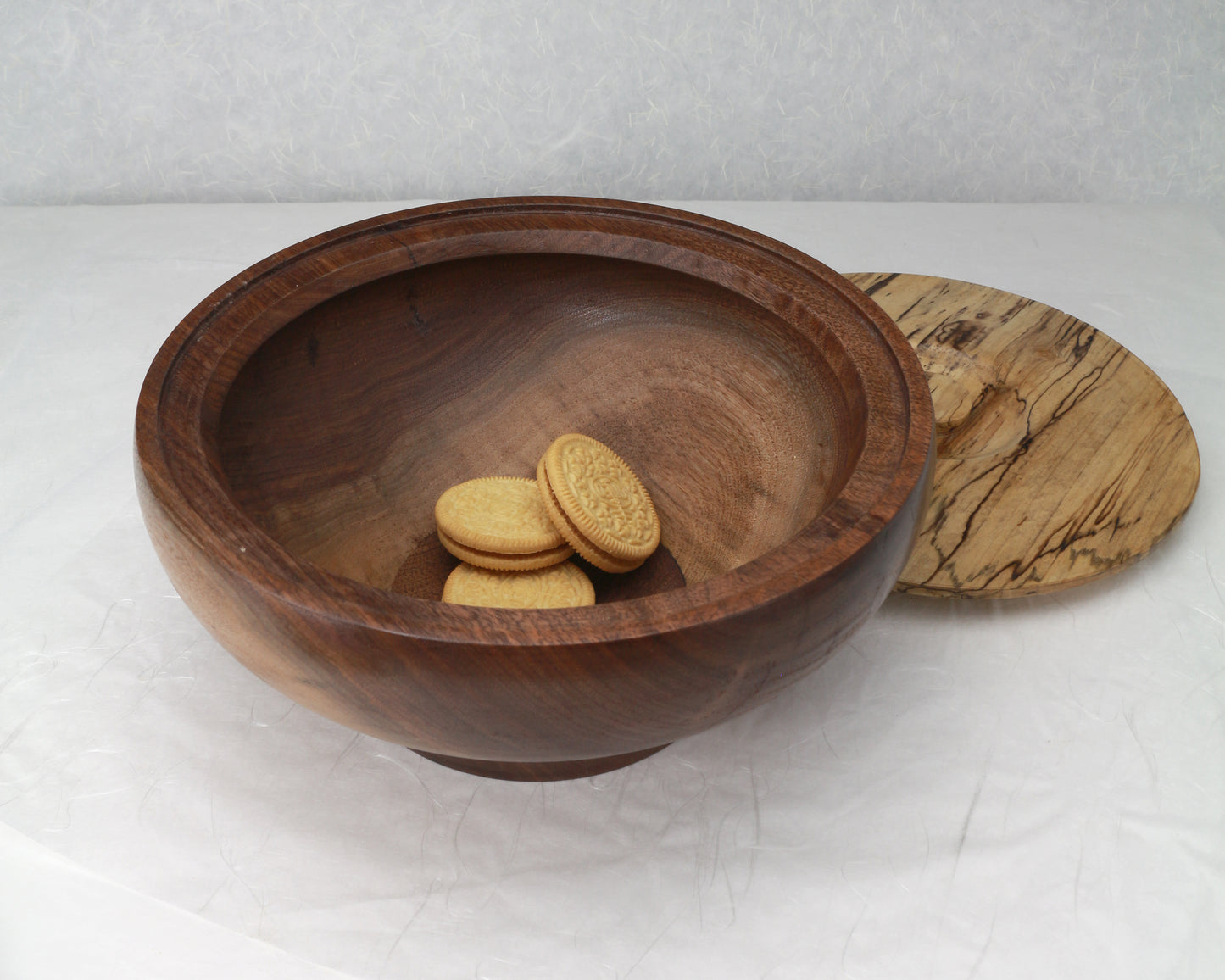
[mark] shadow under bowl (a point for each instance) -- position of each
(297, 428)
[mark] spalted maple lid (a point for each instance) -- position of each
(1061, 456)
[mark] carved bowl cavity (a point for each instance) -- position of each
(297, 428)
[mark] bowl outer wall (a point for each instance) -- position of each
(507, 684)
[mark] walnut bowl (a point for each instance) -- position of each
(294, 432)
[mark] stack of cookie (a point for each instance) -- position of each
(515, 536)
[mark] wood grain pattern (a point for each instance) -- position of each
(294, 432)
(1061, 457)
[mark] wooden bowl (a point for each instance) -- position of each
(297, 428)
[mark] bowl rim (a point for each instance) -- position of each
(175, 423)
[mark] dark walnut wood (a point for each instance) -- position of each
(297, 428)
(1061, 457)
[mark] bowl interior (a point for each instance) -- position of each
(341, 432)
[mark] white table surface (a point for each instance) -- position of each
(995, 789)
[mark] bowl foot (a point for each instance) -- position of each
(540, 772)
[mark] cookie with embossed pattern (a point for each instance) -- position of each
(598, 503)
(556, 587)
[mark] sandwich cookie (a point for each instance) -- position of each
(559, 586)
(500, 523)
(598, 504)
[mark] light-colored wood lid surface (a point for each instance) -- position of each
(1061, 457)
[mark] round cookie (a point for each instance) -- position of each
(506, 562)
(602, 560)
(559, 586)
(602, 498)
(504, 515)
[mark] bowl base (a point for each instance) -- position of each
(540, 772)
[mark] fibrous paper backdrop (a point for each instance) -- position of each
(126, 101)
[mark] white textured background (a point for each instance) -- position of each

### EXERCISE AIM
Leave out the pictures, then copy all the remaining text in the records exactly.

### YOUR RESPONSE
[mark] shadow under bowl (a point for each instance) -- position of each
(297, 428)
[mark] spalted maple lid (a point for each instance) -- position of each
(1061, 456)
[mark] carved bowl cavity (a point for each instance) -- position of each
(297, 428)
[mark] bowl outer wall (a point for each instance) -- position of each
(507, 684)
[mark] walnut bowl (a point for each instance) -- position of each
(294, 432)
[mark] stack of cookie (a point for each instance) -- position of each
(515, 536)
[mark] wood grain pattern (a point for each instance) -- position of each
(294, 432)
(1061, 457)
[mark] wooden bowl (a point for each instance) -- position of each
(297, 428)
[mark] bowl rim (a point for each instance) -- position of each
(175, 423)
[mark] dark walnut wood (a point for each instance) -- position of each
(297, 428)
(1061, 457)
[mark] bowl interior (a point for each instance) -- position of each
(341, 432)
[mark] white table surface (a point for each instance) -- position of each
(995, 789)
[mark] bowl foot (a point for each instance) -- position of each
(540, 772)
[mark] cookie with embossed pattern (a point for each instance) -- position of each
(598, 503)
(556, 587)
[mark] sandwich cookie (a point for each instance) -- position of each
(559, 586)
(500, 523)
(598, 504)
[mark] light-colored wood lid surface (a point for each instance) -- position of each
(1061, 457)
[mark] round cookie (a point for each instance) -- position of each
(506, 562)
(602, 560)
(559, 586)
(602, 498)
(504, 515)
[mark] bowl base (a point for each instance) -- position of each
(540, 772)
[mark] fibrous paper backdrop (a point for each instance) -- position of each
(126, 101)
[mark] white textured background (a point for each instance) -- position of each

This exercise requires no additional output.